### Required work
(1) From the grad-school reading comments, condense the paragraph beginning "i was in that hell during my master's thesis" into a short list that keeps its main facts.
(2) Pick up the grad-school reading comments after their last sentence and continue them.

### Text

Now, if you will excuse me, I need to try to find my green highlighter.  I know I left it around here somewhere.

14 thoughts on “To all the junior grad students out there

  1. I am totally in the same position as you, although I thought I was actually keeping up with my reading so I thought I would just say that it doesn’t matter if you *did* do the reading, if you didn’t take good notes on it…for myself, I wish I had made a little note with each expt which papers were relevant to it. Because I *know* now that I did certain experiments because I read a paper and so-and-so saw such-and-such but damned if I can remember their name….

  2. This is a great post. I had a very organized friend in grad school and she had a special notebook where she wrote all the key information about each manuscripts she read. I thought wow she is way organized. I wonder if she still went through the same lit hell in writing her dissertation.

  3. I just went through this when trying to write a paper – and since I want to write my thesis in the next few months, it was a good lesson to learn.

    Thankfully, my PhD qualifying exam was based on 30 selected papers in my field – so I was forced to read those early on! If it wasn’t for that, I’d be even worse off than now :S

  4. Amen! I just finished the first half of my thesis, and it was painful. Write one sentence. Go look up paper that supports that sentence, READ the paper, note appropriate citing information, file away. Rinse, repeat. Woohoo! Two sentences!

    Definitely going to keep up better for my PhD thesis in a few years.

  5. For my undergrad thesis I kept a notebook where I wrote a summary of each paper I read and what their key results were. That worked ok for 50 articles, but what is a good method for hundreds of articles? A spreadsheet, a relational database, a bibliography program?

  6. I am in the same situation. I want to get a Mac for my next computer because there’s this program called “Papers” which helps you take notes on every PDF you have to read, and put keywords and such so you can, you know, find it again amidst all the other PDFs when you need it. Lit review. Ugh.

  7. i was in that hell during my master’s thesis, not because i didn’t read (oh i did, piles and piles of papers!) but i didn’t take notes on them. now i go thru, highlight/underline/whatever, then on the backs of the refs pages, summarize the important points, key results and CITE THE PAGE NUMBER! also, if there’s a relevant ref cited that i don’t have, i’ll note that too. in the body of the paper, i also keep margin notes, like remember this for X experiment. that’s easier than writing it all out on the back sometimes.

### Records supplied
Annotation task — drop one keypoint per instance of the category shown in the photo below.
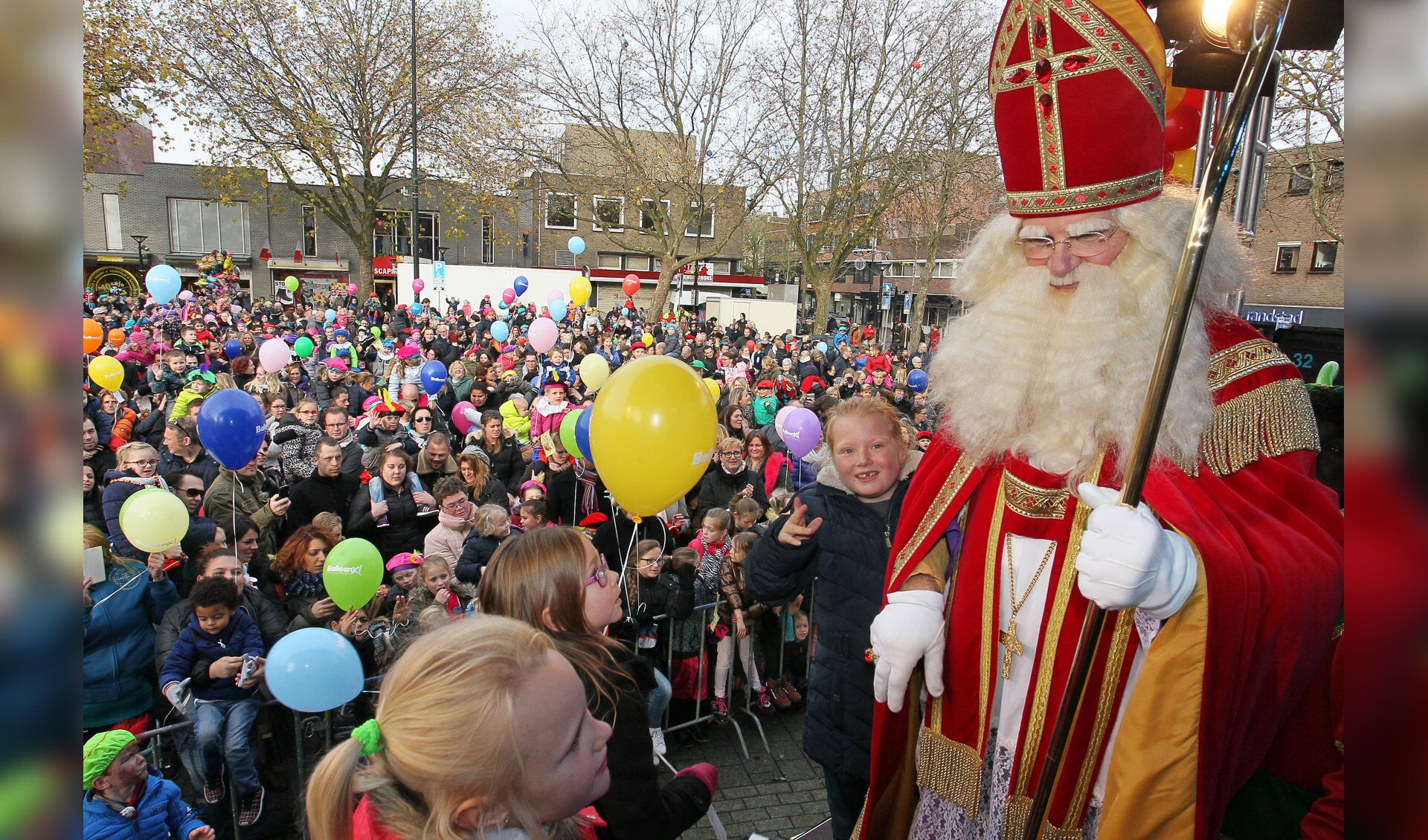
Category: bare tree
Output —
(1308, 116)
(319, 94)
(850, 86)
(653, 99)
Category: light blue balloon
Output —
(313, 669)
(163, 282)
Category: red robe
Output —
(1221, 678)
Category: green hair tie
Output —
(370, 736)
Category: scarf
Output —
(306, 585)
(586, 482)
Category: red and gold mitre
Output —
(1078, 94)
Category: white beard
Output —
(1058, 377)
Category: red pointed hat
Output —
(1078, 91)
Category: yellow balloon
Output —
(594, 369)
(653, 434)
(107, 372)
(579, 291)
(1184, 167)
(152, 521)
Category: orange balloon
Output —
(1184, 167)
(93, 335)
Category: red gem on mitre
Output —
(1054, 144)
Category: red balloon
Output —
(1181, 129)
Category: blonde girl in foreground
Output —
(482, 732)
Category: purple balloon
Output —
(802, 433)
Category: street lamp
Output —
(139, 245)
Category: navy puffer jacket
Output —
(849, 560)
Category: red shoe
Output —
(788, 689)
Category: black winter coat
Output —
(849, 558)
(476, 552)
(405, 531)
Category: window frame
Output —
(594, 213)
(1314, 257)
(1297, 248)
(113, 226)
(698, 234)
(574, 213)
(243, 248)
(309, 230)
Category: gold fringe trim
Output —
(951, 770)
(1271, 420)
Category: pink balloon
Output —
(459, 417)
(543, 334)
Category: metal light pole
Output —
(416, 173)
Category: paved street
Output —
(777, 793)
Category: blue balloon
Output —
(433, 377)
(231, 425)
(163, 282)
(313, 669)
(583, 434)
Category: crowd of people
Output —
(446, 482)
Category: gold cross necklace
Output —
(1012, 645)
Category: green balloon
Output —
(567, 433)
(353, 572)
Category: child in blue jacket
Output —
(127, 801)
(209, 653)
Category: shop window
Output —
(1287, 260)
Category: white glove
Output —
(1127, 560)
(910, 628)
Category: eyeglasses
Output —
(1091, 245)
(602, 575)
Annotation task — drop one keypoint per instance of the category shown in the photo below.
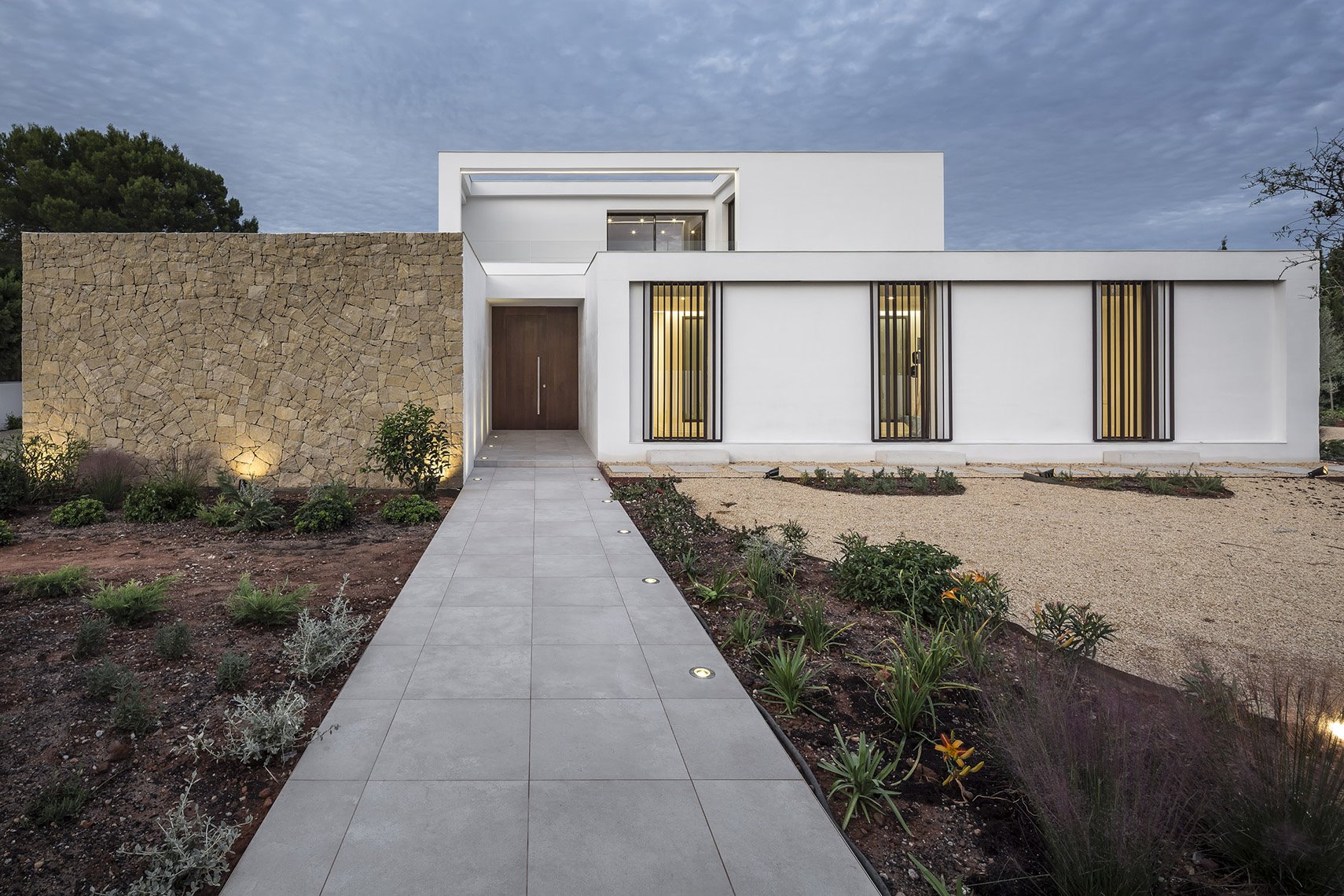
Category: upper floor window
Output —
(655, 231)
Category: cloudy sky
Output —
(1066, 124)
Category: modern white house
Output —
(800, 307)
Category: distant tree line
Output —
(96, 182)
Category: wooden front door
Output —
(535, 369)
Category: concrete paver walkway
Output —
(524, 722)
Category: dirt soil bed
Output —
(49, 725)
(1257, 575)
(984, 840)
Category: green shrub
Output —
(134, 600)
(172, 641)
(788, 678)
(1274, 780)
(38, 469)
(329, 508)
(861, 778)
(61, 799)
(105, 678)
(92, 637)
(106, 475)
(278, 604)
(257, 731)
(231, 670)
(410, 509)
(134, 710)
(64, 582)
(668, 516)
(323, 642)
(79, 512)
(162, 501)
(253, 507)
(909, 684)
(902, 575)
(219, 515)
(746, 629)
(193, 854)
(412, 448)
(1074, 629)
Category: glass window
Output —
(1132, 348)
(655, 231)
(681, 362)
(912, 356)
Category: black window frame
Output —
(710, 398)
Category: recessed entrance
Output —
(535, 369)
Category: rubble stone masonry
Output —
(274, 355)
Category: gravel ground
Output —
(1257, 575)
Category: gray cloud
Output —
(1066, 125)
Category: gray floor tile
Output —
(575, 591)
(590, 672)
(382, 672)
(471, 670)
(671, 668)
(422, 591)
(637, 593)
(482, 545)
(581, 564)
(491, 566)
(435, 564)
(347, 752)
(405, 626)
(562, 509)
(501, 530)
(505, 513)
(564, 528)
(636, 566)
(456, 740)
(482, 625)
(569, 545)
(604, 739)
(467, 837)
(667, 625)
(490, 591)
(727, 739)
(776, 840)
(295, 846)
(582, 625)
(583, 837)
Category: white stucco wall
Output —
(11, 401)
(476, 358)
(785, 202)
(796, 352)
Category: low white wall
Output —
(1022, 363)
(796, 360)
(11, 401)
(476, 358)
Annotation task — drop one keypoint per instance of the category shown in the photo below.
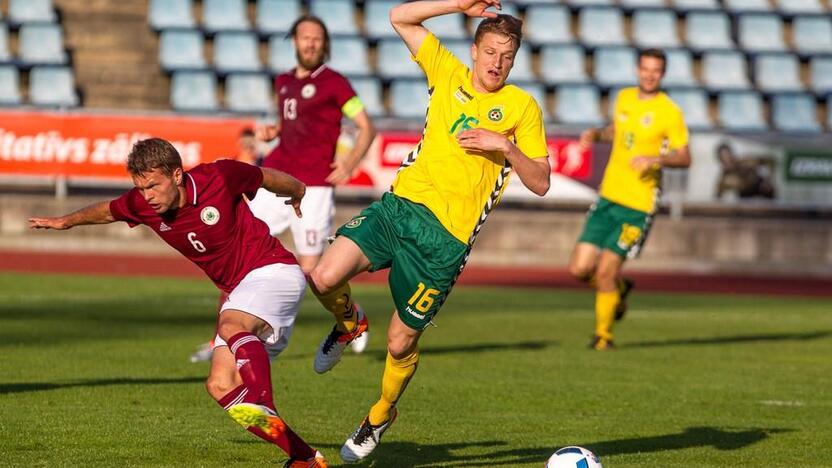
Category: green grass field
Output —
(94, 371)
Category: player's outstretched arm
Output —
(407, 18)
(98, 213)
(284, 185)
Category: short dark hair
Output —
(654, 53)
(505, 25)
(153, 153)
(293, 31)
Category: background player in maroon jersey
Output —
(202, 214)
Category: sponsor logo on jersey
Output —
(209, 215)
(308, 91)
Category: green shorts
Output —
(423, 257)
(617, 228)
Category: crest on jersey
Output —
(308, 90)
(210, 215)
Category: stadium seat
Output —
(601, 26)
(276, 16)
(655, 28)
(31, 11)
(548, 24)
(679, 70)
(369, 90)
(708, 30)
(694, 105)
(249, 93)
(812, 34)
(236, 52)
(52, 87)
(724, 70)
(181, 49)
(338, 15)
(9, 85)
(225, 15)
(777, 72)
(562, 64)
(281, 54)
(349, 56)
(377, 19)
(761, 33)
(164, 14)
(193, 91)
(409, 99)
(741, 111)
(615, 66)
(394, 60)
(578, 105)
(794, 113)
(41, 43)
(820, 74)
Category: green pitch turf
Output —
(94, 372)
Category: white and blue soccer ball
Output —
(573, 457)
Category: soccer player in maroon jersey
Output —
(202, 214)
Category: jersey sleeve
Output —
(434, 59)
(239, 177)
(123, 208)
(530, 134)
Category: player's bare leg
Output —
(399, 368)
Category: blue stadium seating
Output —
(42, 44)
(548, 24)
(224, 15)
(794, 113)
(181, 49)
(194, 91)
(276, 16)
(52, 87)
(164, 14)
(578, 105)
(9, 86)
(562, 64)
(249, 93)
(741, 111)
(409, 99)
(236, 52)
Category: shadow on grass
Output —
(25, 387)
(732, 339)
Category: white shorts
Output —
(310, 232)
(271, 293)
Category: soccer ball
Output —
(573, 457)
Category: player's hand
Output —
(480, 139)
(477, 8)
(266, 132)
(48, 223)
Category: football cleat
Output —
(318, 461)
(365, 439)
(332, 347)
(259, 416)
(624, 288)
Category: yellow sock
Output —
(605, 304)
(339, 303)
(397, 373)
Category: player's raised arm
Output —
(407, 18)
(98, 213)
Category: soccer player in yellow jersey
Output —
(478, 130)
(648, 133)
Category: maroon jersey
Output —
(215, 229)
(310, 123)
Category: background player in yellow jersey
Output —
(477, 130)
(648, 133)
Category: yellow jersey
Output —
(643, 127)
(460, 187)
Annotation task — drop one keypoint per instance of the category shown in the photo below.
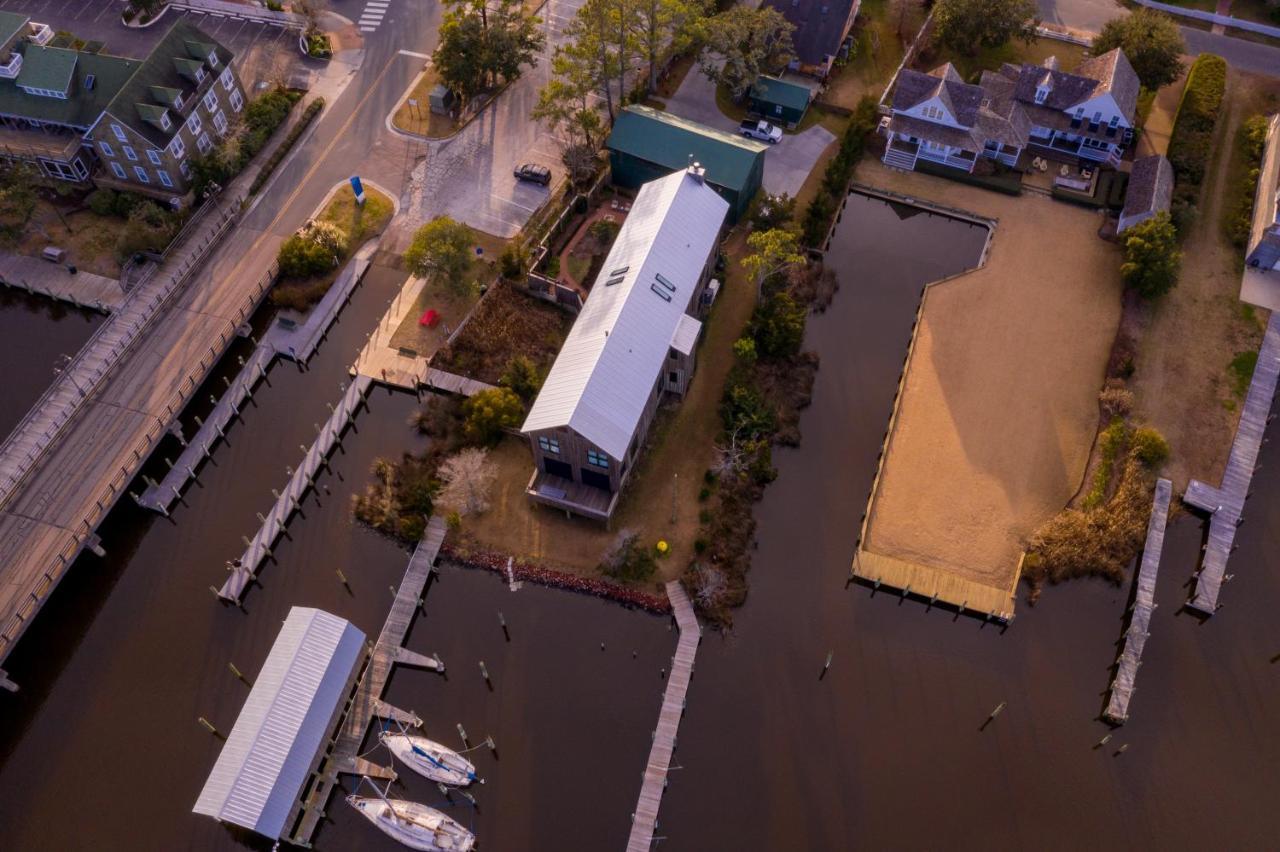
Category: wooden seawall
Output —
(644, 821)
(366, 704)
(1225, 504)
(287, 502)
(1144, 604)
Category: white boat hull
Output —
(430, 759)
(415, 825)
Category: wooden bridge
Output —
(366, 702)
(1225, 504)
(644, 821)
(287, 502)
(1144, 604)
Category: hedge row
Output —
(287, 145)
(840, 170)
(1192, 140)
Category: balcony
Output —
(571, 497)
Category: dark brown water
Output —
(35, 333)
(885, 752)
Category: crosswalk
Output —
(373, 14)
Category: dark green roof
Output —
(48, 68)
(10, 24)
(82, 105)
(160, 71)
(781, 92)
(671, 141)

### Set of answers
(1)
- During the master's thesis, the writer read many papers but took no notes on them, which made writing painful.
- Now the writer highlights or underlines while reading.
- On the backs of the reference pages, the writer summarizes the important points and key results and cites the page number.
- The writer also notes any relevant cited reference not yet on hand.
- In the body of the paper, the writer adds margin notes, such as which experiment to remember it for, since that is sometimes easier than writing everything on the back.

(2)
    just in case you’re wondering, i switched fields from master’s to ph.d so i’m a junior grad in a different field with different piles of papers to read 🙂

  8. I second Papers – that’s what I use now and it’s beautiful.

    Works like iTunes, I can create different folders for different topics. And, put papers in more than one folder without duplicating said paper.

    And, I can take notes and write key words on each paper that are searchable later.

  9. Good post! Thanks a lot.
    I am finishing my master and I suffered a lot also!
    Could someone share their view on how to take note for papers and how to organize them
    I am going to start my PhD, I don’t want to go thru hell again…

  10. I feel your pain. I suffered through that hell for my thesis proposal, and I never want to do it again. To that end, I have created a “thesis bible”. It’s a huge notebook (I started out with a one subject, and now it’s 5), with sections for each aspect of my thesis, such as “5-ht2A and GABA interations”, 5-HT2A and glutamate interactions”, etc. Then, for every paper I read, I take the tidbits I get out of them and put them in the bible, trying to get it down to one line. In the margin, I cite chapter and verse, with the first author and the year. This means that, when I’m writing on any one subject, I turn to a given page, and just go. Works REALLY well to keep stuff organized. Though if you do this in hardcopy (like I do), you will want to make sure you have a scanned copy of it as well. Just in case.